◆ Written request: Exclude the pictures and reproduce the remaining data exactly as written.

◆ Extracted material:
------------------------------------
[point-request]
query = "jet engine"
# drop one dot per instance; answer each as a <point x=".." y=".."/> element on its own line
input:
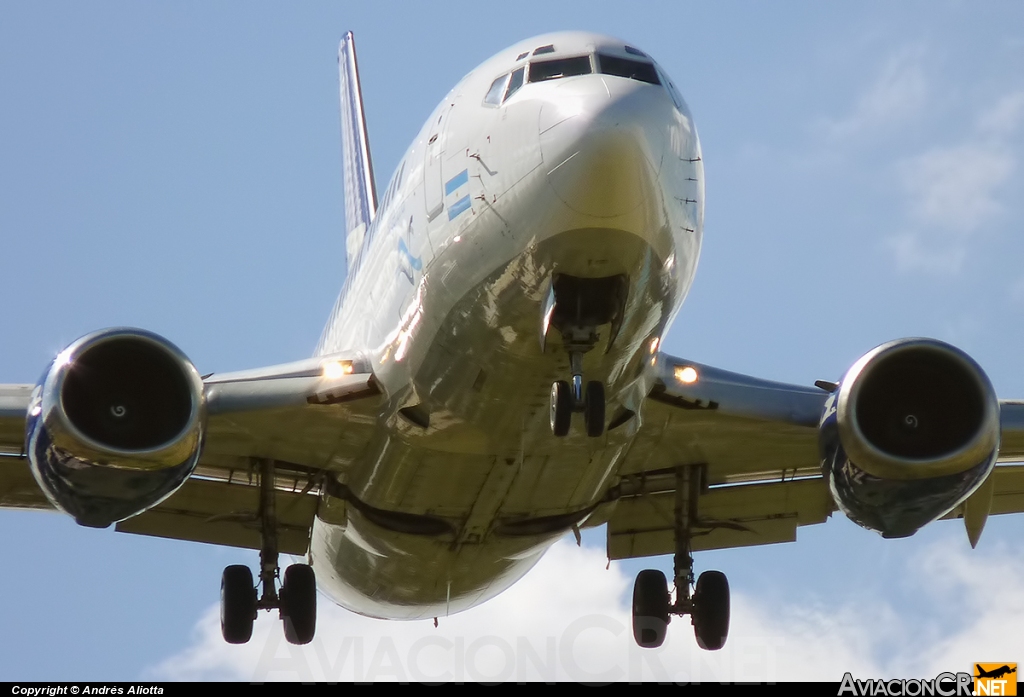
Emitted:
<point x="909" y="433"/>
<point x="116" y="425"/>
------------------------------------
◆ Correct output:
[point-request]
query = "jet engine"
# drop one dot per instance; answer each as a <point x=".." y=".."/> element on its own line
input:
Emitted:
<point x="909" y="433"/>
<point x="116" y="425"/>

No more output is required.